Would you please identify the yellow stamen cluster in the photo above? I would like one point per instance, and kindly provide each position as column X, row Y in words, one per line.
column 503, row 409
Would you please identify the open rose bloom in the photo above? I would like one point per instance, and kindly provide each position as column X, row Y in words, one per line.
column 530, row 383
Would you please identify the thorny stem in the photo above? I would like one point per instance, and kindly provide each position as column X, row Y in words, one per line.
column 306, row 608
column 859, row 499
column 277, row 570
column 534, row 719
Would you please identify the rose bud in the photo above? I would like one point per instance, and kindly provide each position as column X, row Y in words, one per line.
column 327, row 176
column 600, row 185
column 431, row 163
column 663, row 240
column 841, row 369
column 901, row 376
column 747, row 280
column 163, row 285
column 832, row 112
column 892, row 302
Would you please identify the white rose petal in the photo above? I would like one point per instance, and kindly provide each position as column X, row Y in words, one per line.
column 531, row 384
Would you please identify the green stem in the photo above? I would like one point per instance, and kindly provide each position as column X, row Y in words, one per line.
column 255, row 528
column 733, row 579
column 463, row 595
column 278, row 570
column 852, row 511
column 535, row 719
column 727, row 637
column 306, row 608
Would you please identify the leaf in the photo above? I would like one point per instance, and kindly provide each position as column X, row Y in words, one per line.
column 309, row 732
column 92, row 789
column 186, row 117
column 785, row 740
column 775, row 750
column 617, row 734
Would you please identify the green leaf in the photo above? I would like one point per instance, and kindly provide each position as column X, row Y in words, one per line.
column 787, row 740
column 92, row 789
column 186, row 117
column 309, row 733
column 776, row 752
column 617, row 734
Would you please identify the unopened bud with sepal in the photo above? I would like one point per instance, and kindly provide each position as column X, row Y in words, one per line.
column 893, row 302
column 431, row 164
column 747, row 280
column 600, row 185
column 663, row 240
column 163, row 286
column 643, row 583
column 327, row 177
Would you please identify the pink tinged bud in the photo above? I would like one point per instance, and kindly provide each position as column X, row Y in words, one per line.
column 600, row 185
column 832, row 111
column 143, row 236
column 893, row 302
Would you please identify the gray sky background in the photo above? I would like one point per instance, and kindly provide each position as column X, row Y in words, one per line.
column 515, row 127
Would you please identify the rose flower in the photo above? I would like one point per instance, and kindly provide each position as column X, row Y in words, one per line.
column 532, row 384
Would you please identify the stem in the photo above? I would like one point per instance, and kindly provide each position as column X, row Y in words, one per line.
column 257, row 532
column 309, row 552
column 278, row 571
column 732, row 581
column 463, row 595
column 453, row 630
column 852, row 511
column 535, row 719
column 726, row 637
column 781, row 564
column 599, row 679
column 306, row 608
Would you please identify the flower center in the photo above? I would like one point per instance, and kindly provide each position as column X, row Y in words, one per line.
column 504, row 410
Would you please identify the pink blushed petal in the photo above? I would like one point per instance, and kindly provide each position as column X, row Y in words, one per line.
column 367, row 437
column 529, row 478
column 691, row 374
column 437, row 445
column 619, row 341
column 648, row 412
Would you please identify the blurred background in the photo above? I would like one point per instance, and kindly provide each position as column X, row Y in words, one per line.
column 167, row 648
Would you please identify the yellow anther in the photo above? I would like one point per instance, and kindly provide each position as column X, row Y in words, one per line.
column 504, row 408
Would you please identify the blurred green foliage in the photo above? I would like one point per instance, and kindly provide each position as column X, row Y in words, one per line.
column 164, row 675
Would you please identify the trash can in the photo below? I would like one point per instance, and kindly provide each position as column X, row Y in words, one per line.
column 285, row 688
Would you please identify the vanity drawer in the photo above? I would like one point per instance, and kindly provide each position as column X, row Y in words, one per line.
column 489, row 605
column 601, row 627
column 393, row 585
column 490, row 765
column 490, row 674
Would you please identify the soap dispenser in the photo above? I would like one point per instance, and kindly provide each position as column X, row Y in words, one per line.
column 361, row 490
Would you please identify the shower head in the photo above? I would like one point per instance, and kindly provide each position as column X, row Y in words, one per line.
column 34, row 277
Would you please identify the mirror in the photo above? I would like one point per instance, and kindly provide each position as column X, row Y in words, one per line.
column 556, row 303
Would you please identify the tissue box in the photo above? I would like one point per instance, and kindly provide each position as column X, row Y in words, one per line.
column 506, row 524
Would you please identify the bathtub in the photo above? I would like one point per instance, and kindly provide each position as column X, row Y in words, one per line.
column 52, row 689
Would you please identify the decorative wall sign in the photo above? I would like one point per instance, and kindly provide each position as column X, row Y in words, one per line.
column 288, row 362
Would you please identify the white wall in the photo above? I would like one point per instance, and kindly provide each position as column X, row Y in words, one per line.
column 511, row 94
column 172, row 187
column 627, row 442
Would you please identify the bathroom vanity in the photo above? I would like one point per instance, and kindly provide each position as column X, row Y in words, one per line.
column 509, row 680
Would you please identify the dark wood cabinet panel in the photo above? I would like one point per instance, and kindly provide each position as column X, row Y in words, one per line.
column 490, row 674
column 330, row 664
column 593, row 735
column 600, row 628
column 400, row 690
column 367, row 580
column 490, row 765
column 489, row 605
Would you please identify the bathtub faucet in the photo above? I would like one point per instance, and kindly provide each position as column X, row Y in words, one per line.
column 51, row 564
-.-.-
== GOAL OF THE EXERCISE ==
Render all of the data above as a Markdown table with the columns Row and Text, giving each line its own numbered row and omitting blank lines.

== WRITTEN SOLUTION ==
| Row | Text |
|---|---|
| 1 | Would you please identify the yellow stamen cluster in the photo above? I would like one point per instance, and kindly provide each position as column X, row Y in words, one per line. |
| 2 | column 503, row 409 |
| 3 | Would you please identify the open rose bloom in the photo above? I would like one point per instance, and kindly provide each position as column X, row Y in words, one per line. |
| 4 | column 530, row 383 |
| 5 | Would you please identify the thorny stem in the photo above? I would like one point per instance, and kindly provide each position as column X, row Y in words, one per line. |
| 6 | column 306, row 608 |
| 7 | column 859, row 499 |
| 8 | column 277, row 570 |
| 9 | column 534, row 719 |
| 10 | Would you please identify the rose bud in the photo above? I would like one point per instance, and kindly provide each position as column X, row Y in words, one per line. |
| 11 | column 327, row 176 |
| 12 | column 600, row 185 |
| 13 | column 431, row 163 |
| 14 | column 663, row 240 |
| 15 | column 841, row 369 |
| 16 | column 901, row 376 |
| 17 | column 747, row 280 |
| 18 | column 163, row 285 |
| 19 | column 832, row 112 |
| 20 | column 892, row 302 |
| 21 | Would you please identify the white rose petal in the photo above? I would like one point per instance, and kindly provide each position as column X, row Y in words, one per line. |
| 22 | column 531, row 384 |
| 23 | Would you please identify the green stem in the photo above? I would like one point per instance, and kindly provide each position as column X, row Y in words, one per line. |
| 24 | column 255, row 528 |
| 25 | column 733, row 579 |
| 26 | column 463, row 595 |
| 27 | column 278, row 570 |
| 28 | column 852, row 511 |
| 29 | column 535, row 719 |
| 30 | column 727, row 637 |
| 31 | column 306, row 608 |
| 32 | Would you please identify the leaf in the photo above? I would like one point per instance, and kindly provide each position as column X, row Y in words, one per line. |
| 33 | column 309, row 732 |
| 34 | column 92, row 789 |
| 35 | column 186, row 117 |
| 36 | column 785, row 740 |
| 37 | column 775, row 750 |
| 38 | column 617, row 734 |
| 39 | Would you please identify the green leaf in the photo above? I would like one point per instance, and kindly provide each position as column X, row Y in words, one per line. |
| 40 | column 787, row 740 |
| 41 | column 92, row 789 |
| 42 | column 186, row 117 |
| 43 | column 309, row 733 |
| 44 | column 776, row 752 |
| 45 | column 617, row 734 |
| 46 | Would you please identify the unopened bud with sepal in the photo above? I would like one point per instance, and kindly provide each position as column X, row Y in words, one per line. |
| 47 | column 893, row 302 |
| 48 | column 431, row 164 |
| 49 | column 747, row 280 |
| 50 | column 600, row 185 |
| 51 | column 663, row 240 |
| 52 | column 163, row 286 |
| 53 | column 643, row 583 |
| 54 | column 327, row 177 |
| 55 | Would you please identify the pink tinged bud in the photo above? I would like one point per instance, and kindly provide each position as column X, row Y in words, one per line. |
| 56 | column 600, row 185 |
| 57 | column 832, row 111 |
| 58 | column 143, row 236 |
| 59 | column 893, row 302 |
| 60 | Would you please identify the gray sky background in the photo above? I would like one point per instance, and kindly provide each position as column X, row Y in words, one per line. |
| 61 | column 515, row 127 |
| 62 | Would you please identify the rose flower in the photo above? I would like one point per instance, and kindly provide each position as column X, row Y in words, one per line. |
| 63 | column 532, row 384 |
| 64 | Would you please identify the stem in the photo above? I would like one point per instance, and kindly provide each position as column X, row Y in words, one per line. |
| 65 | column 257, row 532 |
| 66 | column 309, row 552 |
| 67 | column 278, row 571 |
| 68 | column 732, row 581 |
| 69 | column 463, row 595 |
| 70 | column 453, row 630 |
| 71 | column 852, row 511 |
| 72 | column 535, row 719 |
| 73 | column 726, row 637 |
| 74 | column 781, row 564 |
| 75 | column 599, row 679 |
| 76 | column 306, row 608 |
| 77 | Would you please identify the flower center in the photo above? I would like one point per instance, and kindly provide each position as column X, row Y in words, one per line. |
| 78 | column 504, row 410 |
| 79 | Would you please identify the pink blushed petal in the photo above? I would like one point per instance, and kindly provide each position as column X, row Y in words, one per line. |
| 80 | column 367, row 437 |
| 81 | column 529, row 478 |
| 82 | column 691, row 374 |
| 83 | column 437, row 445 |
| 84 | column 619, row 341 |
| 85 | column 648, row 412 |
| 86 | Would you please identify the blurred background in the photo above? I would like one point per instance, and kindly provide each position as column X, row Y in words, one per line. |
| 87 | column 167, row 648 |
| 88 | Would you please identify the yellow anther in the photo above? I would like one point per instance, and kindly provide each position as column X, row Y in words, one per line. |
| 89 | column 504, row 408 |
| 90 | Would you please identify the blurred green foliage in the photo above? I would like one point per instance, and kindly provide each position as column X, row Y in words, one per line. |
| 91 | column 164, row 675 |
| 92 | Would you please identify the trash can in the photo below? I would like one point per instance, and kindly provide each position as column X, row Y in words, one per line. |
| 93 | column 285, row 688 |
| 94 | Would you please identify the vanity drawer in the photo above? I would like one point per instance, and kindly provide each position as column X, row Y in words, one per line. |
| 95 | column 489, row 605 |
| 96 | column 601, row 627 |
| 97 | column 393, row 585 |
| 98 | column 490, row 765 |
| 99 | column 490, row 674 |
| 100 | Would you please identify the soap dispenser in the photo above? I would like one point per instance, and kindly provide each position as column X, row Y in words, one per line. |
| 101 | column 361, row 490 |
| 102 | Would you please identify the shower head in the photo above? I would like one point per instance, and kindly provide each position as column X, row Y in words, one per line. |
| 103 | column 34, row 277 |
| 104 | Would you please identify the mirror in the photo above? I would like one point per instance, and kindly provide each position as column X, row Y in words, one per line. |
| 105 | column 556, row 303 |
| 106 | Would you please identify the tissue box in the photo above? I would like one point per instance, and kindly provide each position as column X, row Y in words, one per line. |
| 107 | column 506, row 524 |
| 108 | Would you please identify the bathtub in the photo above? I would like one point per instance, and kindly provide each position as column X, row Y in words, one per line. |
| 109 | column 52, row 689 |
| 110 | Would you please identify the decorative wall sign in the photo above? I would like one point per instance, and kindly provide each position as column X, row Y in words, one per line. |
| 111 | column 288, row 362 |
| 112 | Would you please identify the white wall in the photo above? I would like one point per instance, and kindly provide each position as column X, row Y in words, one per line. |
| 113 | column 511, row 94 |
| 114 | column 172, row 187 |
| 115 | column 627, row 442 |
| 116 | Would you please identify the bathroom vanity in the photo above? I would like one point per instance, and kindly provide each position as column X, row Y in words, one per line. |
| 117 | column 509, row 680 |
| 118 | Would you please identify the dark wood cabinet panel in the photo above? I would like one point per instance, and kindly provide each position as column X, row Y in words, one per line. |
| 119 | column 490, row 674 |
| 120 | column 330, row 664 |
| 121 | column 593, row 735 |
| 122 | column 600, row 628 |
| 123 | column 400, row 690 |
| 124 | column 367, row 580 |
| 125 | column 490, row 765 |
| 126 | column 489, row 605 |
| 127 | Would you please identify the bathtub faucet in the photo above? I would like one point per instance, and kindly provide each position as column X, row Y in words, one per line. |
| 128 | column 51, row 564 |